* Problem details
Every record, down to the last line, must be given again exactly.

/---

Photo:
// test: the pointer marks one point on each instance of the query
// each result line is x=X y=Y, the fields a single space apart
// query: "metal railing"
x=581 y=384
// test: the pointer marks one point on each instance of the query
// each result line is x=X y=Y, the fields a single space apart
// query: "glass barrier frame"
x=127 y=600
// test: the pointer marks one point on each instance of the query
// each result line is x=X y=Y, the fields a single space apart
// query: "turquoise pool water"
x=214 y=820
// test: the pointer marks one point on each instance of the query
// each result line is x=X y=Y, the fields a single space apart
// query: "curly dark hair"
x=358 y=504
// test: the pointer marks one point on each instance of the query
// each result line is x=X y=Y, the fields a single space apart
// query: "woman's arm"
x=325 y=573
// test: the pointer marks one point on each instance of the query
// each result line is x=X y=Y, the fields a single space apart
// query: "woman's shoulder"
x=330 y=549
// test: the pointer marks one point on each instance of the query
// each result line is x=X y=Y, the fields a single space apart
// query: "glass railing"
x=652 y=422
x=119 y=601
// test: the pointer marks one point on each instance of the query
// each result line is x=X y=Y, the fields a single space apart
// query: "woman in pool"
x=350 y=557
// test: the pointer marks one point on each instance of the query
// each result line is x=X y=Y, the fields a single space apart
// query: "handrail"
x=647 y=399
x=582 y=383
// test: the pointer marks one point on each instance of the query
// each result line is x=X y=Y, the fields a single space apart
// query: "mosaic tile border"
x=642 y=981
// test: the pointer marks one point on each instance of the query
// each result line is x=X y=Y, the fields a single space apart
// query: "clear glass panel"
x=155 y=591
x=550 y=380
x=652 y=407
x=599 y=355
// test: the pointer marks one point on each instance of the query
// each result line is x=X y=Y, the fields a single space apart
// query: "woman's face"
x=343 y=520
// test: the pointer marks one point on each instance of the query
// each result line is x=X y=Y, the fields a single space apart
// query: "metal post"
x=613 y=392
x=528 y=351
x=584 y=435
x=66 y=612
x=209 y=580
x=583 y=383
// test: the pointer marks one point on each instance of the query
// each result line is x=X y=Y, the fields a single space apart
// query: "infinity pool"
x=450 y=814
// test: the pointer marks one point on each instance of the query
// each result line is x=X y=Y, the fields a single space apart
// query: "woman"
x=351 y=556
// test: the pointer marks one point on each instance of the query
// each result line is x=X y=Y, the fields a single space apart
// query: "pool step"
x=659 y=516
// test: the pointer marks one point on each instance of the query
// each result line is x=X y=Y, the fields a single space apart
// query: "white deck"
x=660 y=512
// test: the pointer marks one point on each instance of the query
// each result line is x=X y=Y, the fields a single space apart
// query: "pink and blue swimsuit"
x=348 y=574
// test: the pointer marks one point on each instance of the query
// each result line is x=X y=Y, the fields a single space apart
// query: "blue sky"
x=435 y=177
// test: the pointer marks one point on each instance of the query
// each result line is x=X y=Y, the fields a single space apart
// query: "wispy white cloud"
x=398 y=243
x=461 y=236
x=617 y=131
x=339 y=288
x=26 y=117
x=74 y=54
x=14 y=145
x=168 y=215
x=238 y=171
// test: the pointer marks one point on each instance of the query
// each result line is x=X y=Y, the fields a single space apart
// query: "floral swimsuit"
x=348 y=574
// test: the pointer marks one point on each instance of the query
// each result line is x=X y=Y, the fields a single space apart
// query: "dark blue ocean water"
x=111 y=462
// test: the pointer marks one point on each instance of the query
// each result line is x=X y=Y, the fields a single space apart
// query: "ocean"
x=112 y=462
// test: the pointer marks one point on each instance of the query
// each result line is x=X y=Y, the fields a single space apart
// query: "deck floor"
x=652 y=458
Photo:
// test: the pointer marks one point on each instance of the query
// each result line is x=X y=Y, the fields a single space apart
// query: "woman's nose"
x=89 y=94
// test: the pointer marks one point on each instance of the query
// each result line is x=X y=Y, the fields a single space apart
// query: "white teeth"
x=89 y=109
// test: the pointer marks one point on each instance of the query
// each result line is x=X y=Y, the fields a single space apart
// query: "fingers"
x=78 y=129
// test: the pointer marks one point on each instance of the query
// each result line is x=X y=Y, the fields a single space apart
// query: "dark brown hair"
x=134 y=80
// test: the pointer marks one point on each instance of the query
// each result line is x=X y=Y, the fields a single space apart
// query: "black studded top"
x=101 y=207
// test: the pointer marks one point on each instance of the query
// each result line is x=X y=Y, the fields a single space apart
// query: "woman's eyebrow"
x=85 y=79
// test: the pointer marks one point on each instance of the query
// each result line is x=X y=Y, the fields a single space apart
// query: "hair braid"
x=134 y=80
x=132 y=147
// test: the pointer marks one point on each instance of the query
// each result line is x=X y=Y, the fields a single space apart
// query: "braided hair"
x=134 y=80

\---

* Answer to the problem
Photo:
// test: the pointer marks one point on each instance of the query
// each result line is x=X y=Y, the fields a single space apart
// query: "metal railing"
x=581 y=384
// test: the pointer marks one point on each instance of the query
// each result line is x=X y=Y, the fields a single space apart
// query: "glass barrier frame"
x=127 y=600
// test: the pointer marks one point on each instance of the query
// each result line is x=X y=Y, the fields a single space apart
// query: "turquoise pool water"
x=214 y=820
// test: the pointer marks one point on each instance of the query
// each result line is x=X y=Y, the fields a single space apart
// query: "curly dark hair"
x=358 y=504
// test: the pointer marks one point on each instance of the query
// each result line is x=X y=Y, the fields a single space apart
// query: "woman's arm"
x=325 y=573
// test: the pointer marks one point on each instance of the query
// each result line is x=X y=Y, the fields a single space apart
// query: "woman's shoulder"
x=330 y=549
// test: the pointer marks one point on each instance of the query
// each result line is x=X y=Y, the fields a single space apart
// query: "glass railing"
x=652 y=422
x=119 y=601
// test: the pointer marks one point on each instance of the query
// each result line is x=X y=Y, the fields a single space apart
// query: "woman in pool"
x=350 y=557
// test: the pointer marks one point on each instance of the query
// each result line is x=X y=Y, the fields a single space apart
// query: "handrail"
x=647 y=399
x=582 y=383
// test: the pointer marks one point on each instance of the query
// each result line is x=X y=Y, the fields a single space apart
// query: "mosaic tile border"
x=642 y=981
// test: the pointer marks one point on each instance of the query
// each result line is x=X y=Y, the fields a single space apart
// query: "clear glass panel"
x=155 y=591
x=550 y=380
x=652 y=407
x=599 y=355
// test: the pointer marks one point on each instance of the query
// each result line is x=X y=Y, the fields a single space apart
// query: "woman's face"
x=343 y=520
// test: the pointer marks one point on each instance of the query
// each result line is x=X y=Y, the fields a single space apart
// query: "metal post"
x=613 y=392
x=528 y=351
x=584 y=435
x=66 y=612
x=209 y=580
x=583 y=383
// test: the pointer marks one point on each instance of the query
// each result line is x=X y=Y, the fields a single space apart
// query: "infinity pool"
x=450 y=814
// test: the pointer marks one point on each instance of the query
// each result line is x=X y=Y, the fields a single space apart
// query: "woman"
x=351 y=556
// test: the pointer marks one point on each instance of the query
// each result line is x=X y=Y, the fields a single space apart
// query: "pool step"
x=659 y=516
// test: the pointer marks one point on each instance of the query
// each result line is x=X y=Y, the fields a single space apart
// query: "white deck"
x=660 y=512
// test: the pointer marks one point on each instance of the query
// each result line is x=X y=Y, the fields a single space apart
// query: "pink and blue swimsuit"
x=348 y=574
// test: the pointer marks one point on each instance of the query
// each result line is x=X y=Y, the fields a single space apart
// query: "blue sky"
x=435 y=177
// test: the pointer marks one point on each instance of the query
// each result line is x=X y=Y, the fields a single space apart
// query: "wispy white cloud"
x=398 y=243
x=461 y=236
x=617 y=131
x=339 y=288
x=26 y=117
x=74 y=54
x=14 y=145
x=168 y=215
x=238 y=171
// test: the pointer marks one point on each instance of the query
// each result line is x=X y=Y, the fields a single space apart
// query: "floral swimsuit"
x=348 y=574
// test: the pointer marks one point on each instance of the query
// each result line is x=X y=Y, the fields a single space apart
// query: "dark blue ocean water"
x=111 y=462
// test: the pointer marks one point on each instance of the query
// each result line is x=X y=Y, the fields a single space apart
// query: "ocean"
x=112 y=462
// test: the pointer marks one point on each instance of the query
// each result line is x=X y=Y, the fields a single space apart
// query: "deck floor"
x=652 y=458
Photo:
// test: the pointer marks one point on each instance of the query
// each result line is x=X y=Y, the fields a single space apart
// query: "woman's nose"
x=89 y=94
// test: the pointer marks one point on each instance of the query
// each result line is x=X y=Y, the fields a single space apart
// query: "white teeth"
x=89 y=109
// test: the pointer marks one point on each instance of the query
// each result line is x=X y=Y, the fields a single space apart
// query: "fingers"
x=78 y=129
// test: the pointer marks one point on each instance of the query
// each result line is x=X y=Y, the fields a single space apart
// query: "dark brown hair"
x=134 y=80
// test: the pointer marks one point on each instance of the query
// each result line is x=X y=Y, the fields a single space apart
// query: "black studded top"
x=101 y=207
// test: the pointer marks one point on each instance of the query
// each result line is x=X y=Y, the fields a single space apart
// query: "woman's eyebrow"
x=85 y=79
// test: the pointer marks one point on each instance of the query
// each result line is x=X y=Y, the fields a single space apart
// query: "hair braid"
x=134 y=80
x=132 y=147
// test: the pointer marks one point on each instance of the query
// each result line is x=X y=Y, the fields a single space apart
// query: "braided hair"
x=134 y=80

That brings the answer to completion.